Bug 1253640 - Some dirty LUNs are not usable in RHEV (lvm filter?)
Summary: Some dirty LUNs are not usable in RHEV (lvm filter?)
Keywords:
Status: CLOSED CURRENTRELEASE
Alias: None
Product: vdsm
Classification: oVirt
Component: General
Version: ---
Hardware: Unspecified
OS: Unspecified
medium
medium with 1 vote
Target Milestone: ovirt-4.2.1
: ---
Assignee: Nir Soffer
QA Contact: Kevin Alon Goldblatt
URL:
Whiteboard:
: 1426916 (view as bug list)
Depends On: 1374545
Blocks: 1450114
TreeView+ depends on / blocked
 
Reported: 2015-08-14 11:05 UTC by Pavel Stehlik
Modified: 2019-04-28 13:51 UTC (History)
21 users (show)

Fixed In Version: vdsm-4.20.9
Clone Of:
Environment:
Last Closed: 2018-02-12 11:47:48 UTC
oVirt Team: Storage
Embargoed:
rule-engine: ovirt-4.2+
ykaul: exception+


Attachments (Terms of Use)


Links
System ID Private Priority Status Summary Last Updated
oVirt gerrit 85126 0 None MERGED lvmfilter: Filter out the master LV on the SPM 2020-10-08 11:39:12 UTC

Description Pavel Stehlik 2015-08-14 11:05:39 UTC
Description of problem:
 When discovering and logging target, one LUN is missing. There are 3 LUNs altogether in target. All LUNs have same setting. The specific LUN is not visible in vdsm.log nor in engine.log 
 It happens on 2 separate environments. The LUN is corectly shown in 3.5 RHEVM.

Problem here is multipath/udev/lvm - there is no governor who can tell what should be (or shloudn't be) done with discovered device. So if there are labels in the connecting device, each 'part'(project - LVM/md/etc...) is handling connecting by itself. 
This is new approach in RHEL7(.2 ?) where this functionality is enabled by default. 

In /var/log/messages:
Aug 13 15:06:55 vm-1 systemd: Started LVM2 PV scan on device 8:32.
Aug 13 15:06:55 vm-1 multipathd: sdb: add path (uevent)
Aug 13 15:06:55 vm-1 multipathd: 1ps02: failed in domap for addition of new path sdb
Aug 13 15:06:55 vm-1 multipathd: uevent trigger error


Version-Release number of selected component (if applicable):
vdsm-4.17.2-1.el7ev.noarch
device-mapper-multipath-0.4.9-81.el7.x86_64
rhevm-3.6.0-0.11.master.el6.noarch

How reproducible:
100%

Steps to Reproduce:
1. create new storage/iscsi
2. discover/log in to target
3.

Actual results:
One LUN is missing

Expected results:
See all LUNs from the target.

Additional info:

Comment 3 Peter Rajnoha 2015-08-14 12:01:45 UTC
(In reply to Pavel Stehlik from comment #0)
> Problem here is multipath/udev/lvm - there is no governor who can tell what
> should be (or shloudn't be) done with discovered device. So if there are
> labels in the connecting device, each 'part'(project - LVM/md/etc...) is
> handling connecting by itself. 

As for LVM (and similar behaviour applies to MD), we're activating all LVs based on incoming events now since RHEL 7.0 (for MD, this was even earlier).

If a disk is identified as a PV and we gather all PVs making up a VG, we activate the VG by default unless activation/auto_activation_volume_list or devices/global_filter is set to prevent activation of LVs on incoming PVs.

--- Instructions to follow ---
Write what comes next in the bug report about dirty LUNs not being usable in RHEV, picking up after its last sentence.

--- Extracted records ---
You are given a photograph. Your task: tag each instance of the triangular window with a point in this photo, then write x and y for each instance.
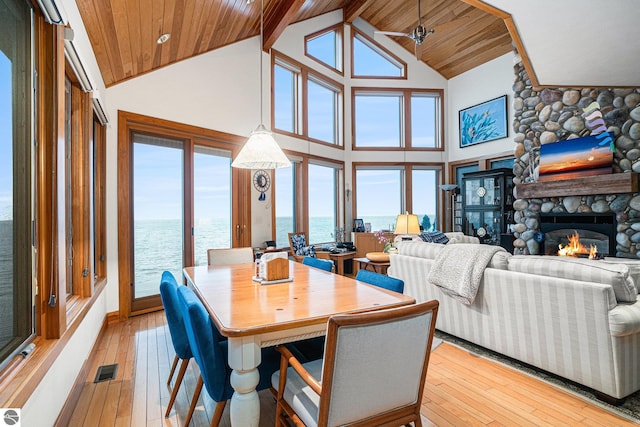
(372, 60)
(326, 47)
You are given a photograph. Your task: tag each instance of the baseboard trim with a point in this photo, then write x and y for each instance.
(64, 418)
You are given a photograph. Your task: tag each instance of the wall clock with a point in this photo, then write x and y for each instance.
(262, 182)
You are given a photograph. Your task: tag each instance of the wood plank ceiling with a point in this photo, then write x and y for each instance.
(123, 33)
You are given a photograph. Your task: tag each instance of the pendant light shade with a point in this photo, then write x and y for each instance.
(261, 151)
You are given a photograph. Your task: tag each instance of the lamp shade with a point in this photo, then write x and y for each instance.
(407, 224)
(261, 151)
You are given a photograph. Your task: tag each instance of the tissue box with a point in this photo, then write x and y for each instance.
(274, 266)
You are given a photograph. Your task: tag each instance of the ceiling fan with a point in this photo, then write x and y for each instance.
(420, 32)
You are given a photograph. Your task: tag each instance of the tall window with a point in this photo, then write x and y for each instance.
(16, 121)
(378, 196)
(306, 103)
(157, 215)
(322, 203)
(394, 118)
(285, 85)
(383, 192)
(285, 209)
(211, 201)
(424, 197)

--- The result ---
So to prevent this autoactivation, the default LVM configuration needs to be modified (the global_filter and/or auto_activation_volume_list).

As I discussed this with Pavel (and by looking at the machine itself), disks were imported via iSCSI where multipath mappings were expected to be created on top. However, in one case, the disk contained PV header with VG metadata and LVM did the autoactivation, which then prevented multipath to create the mapping since the disk was already used by LVM at that point.

Since all is event-based here - when a disk is added to the system, there's udev event generated and all the scans are triggered within udev rule execution based on this event. In case of multipath/LVM interaction, there needs to be multipath set in a way so that the disk's WWN is identified by multipath as multipath component - this requires editing multipath configuration so that the WWN is known to multipath. Once multipath knows about which devices are multipath components, it can properly export this information within udev rule execution (via multipath -c call) and such information is then respected by others (like LVM) which prevents any other actions on such device (besides multipath's own actions to create the mapping on top of these components).



However, the problem as indicated here goes beyond multipath/LVM - the imported disk can contain ANY other signature or it can belong to any other subsystem which can trigger similar actions and scanning. Currently, as already mentioned in comment #0, there's no governor who directs which devices should be handled and which ones should be ignored in global perspective.

What's missing here is the global configuration which would prevent further actions on imported/attached disks - currently, we need to set each tool/subsystem/signature handler on its own since each one has separate configuration.

Currently, with the resources we have now, users have two alternative ways how to resolve this (concerning only the event-based actions):

  A) either they manually write proper configuration (filters etc) for each tools/subsystem/handler that can trigger actions on incoming events

  B) or they create custom udev rule where they identify disk to be ignored for automatic actions and they set proper flags which are recognized and respected by each tool's/subsystem's/handler's udev rule firing actions on events

Would be good if we had a tool generating udev rule for B).

This is currently an area which is not resolved fully yet and it would require someone's full attention sooner or later - not per each project, but on scale governing all subsystems (there were some attempts in the past, but none was successful in the end unfortunately).

Comment 4 Allon Mureinik 2015-08-17 10:40:20 UTC
Liron, as QA contact, please take a look.
Thanks.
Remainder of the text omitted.